======== Supplied entries ========

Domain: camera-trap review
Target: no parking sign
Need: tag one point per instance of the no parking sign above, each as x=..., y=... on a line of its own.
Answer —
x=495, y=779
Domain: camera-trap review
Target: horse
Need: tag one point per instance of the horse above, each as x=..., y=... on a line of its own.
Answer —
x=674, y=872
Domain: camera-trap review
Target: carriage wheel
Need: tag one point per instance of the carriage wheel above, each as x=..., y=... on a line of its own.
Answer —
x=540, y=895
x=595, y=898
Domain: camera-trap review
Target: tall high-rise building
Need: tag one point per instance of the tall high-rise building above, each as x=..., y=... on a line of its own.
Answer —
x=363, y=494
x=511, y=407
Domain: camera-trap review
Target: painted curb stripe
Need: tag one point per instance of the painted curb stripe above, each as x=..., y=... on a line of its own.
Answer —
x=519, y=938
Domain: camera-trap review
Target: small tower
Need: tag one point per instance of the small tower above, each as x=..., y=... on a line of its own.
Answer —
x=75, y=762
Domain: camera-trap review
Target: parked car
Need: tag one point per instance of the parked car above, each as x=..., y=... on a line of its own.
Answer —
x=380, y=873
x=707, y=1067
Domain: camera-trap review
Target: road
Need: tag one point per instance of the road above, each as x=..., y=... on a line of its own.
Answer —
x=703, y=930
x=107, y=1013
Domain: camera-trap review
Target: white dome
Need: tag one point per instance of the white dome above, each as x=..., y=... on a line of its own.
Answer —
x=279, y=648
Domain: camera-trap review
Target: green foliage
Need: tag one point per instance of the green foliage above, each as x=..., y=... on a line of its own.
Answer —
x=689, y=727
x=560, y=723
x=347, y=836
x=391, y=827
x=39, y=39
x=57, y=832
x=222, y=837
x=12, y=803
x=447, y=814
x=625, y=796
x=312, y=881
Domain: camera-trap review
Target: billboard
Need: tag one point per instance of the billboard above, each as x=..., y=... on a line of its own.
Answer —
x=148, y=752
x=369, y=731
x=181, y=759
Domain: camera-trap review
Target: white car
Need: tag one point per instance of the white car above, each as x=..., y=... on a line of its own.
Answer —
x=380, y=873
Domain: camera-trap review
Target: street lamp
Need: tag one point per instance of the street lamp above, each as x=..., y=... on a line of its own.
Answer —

========

**Description of the task**. Filter the preceding entries down to the lines with "high".

**Reply**.
Target: tall high-rise building
Need: tag one point per instance of the tall high-rise building above, each as x=..., y=... on a line of its own.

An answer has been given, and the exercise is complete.